> [ASSIGNMENT]
Below are records; copy every line in them that holds the word "Category".

(Records contained in a dataset)

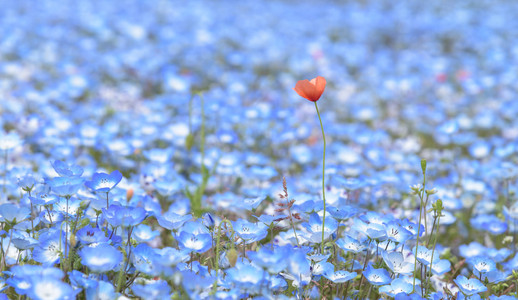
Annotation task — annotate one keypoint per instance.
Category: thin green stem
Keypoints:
(419, 228)
(5, 171)
(215, 284)
(433, 250)
(323, 177)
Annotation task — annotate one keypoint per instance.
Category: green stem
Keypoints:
(433, 250)
(419, 228)
(5, 171)
(323, 177)
(215, 284)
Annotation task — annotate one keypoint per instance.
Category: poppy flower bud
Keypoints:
(311, 89)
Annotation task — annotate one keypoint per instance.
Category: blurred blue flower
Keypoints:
(397, 286)
(101, 258)
(103, 183)
(469, 286)
(66, 170)
(376, 276)
(200, 242)
(248, 231)
(125, 216)
(13, 214)
(65, 186)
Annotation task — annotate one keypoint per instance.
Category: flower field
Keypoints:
(258, 149)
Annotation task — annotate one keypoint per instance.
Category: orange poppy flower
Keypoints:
(311, 89)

> [FINISHED TASK]
Category: thin green stem
Category: green stem
Category: poppy flower bud
Category: blurred blue flower
Category: flower field
Category: orange poppy flower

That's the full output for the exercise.